Requirements: Update the lines below by changing every "white jacket" to "pale jacket" and keeping everything else the same. Leave the pictures out of your answer.

Saved data entries

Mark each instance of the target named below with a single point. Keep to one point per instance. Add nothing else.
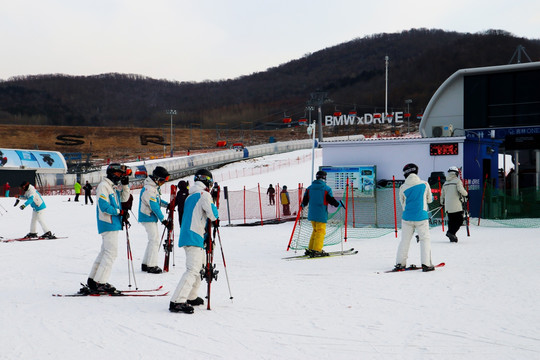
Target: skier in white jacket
(452, 196)
(414, 195)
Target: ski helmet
(321, 175)
(160, 174)
(205, 177)
(115, 172)
(410, 169)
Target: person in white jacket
(150, 204)
(198, 208)
(110, 193)
(414, 195)
(452, 197)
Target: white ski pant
(407, 232)
(38, 216)
(101, 270)
(151, 254)
(189, 284)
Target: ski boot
(399, 267)
(153, 270)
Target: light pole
(408, 102)
(171, 112)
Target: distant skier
(271, 192)
(452, 197)
(111, 192)
(150, 204)
(198, 208)
(34, 199)
(318, 195)
(414, 195)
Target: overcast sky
(196, 40)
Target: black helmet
(410, 169)
(25, 185)
(321, 175)
(113, 170)
(205, 177)
(160, 174)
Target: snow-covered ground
(483, 305)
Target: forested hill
(351, 73)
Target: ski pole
(224, 265)
(130, 261)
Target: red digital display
(443, 149)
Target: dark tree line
(352, 73)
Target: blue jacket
(34, 199)
(318, 195)
(197, 209)
(109, 204)
(150, 202)
(414, 196)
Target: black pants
(455, 220)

Exercise response:
Mark each instance of the target named below with a single point. Keep to one point per instance. Add nothing else.
Target: skier in pale jacket
(452, 196)
(414, 195)
Target: ski helmet
(321, 175)
(160, 174)
(205, 177)
(115, 172)
(410, 169)
Target: person in pale jacket
(150, 204)
(198, 208)
(110, 193)
(414, 195)
(452, 197)
Target: white ski pant
(407, 232)
(38, 216)
(101, 270)
(151, 254)
(189, 284)
Target: ski boot
(399, 267)
(153, 270)
Target: light pole
(408, 102)
(171, 112)
Target: distant skier
(271, 192)
(452, 197)
(111, 192)
(150, 204)
(198, 208)
(34, 199)
(318, 195)
(414, 195)
Target: overcast sky
(196, 40)
Target: black helmet
(410, 169)
(25, 185)
(321, 175)
(113, 170)
(205, 177)
(160, 174)
Target: snow-covered ground
(483, 305)
Target: forested hill
(351, 73)
Target: ski pole
(224, 265)
(130, 261)
Target: red digital display
(443, 149)
Target: dark tree line
(352, 73)
Target: blue jacket
(34, 199)
(318, 195)
(197, 209)
(109, 204)
(150, 202)
(414, 196)
Target: black pants
(455, 220)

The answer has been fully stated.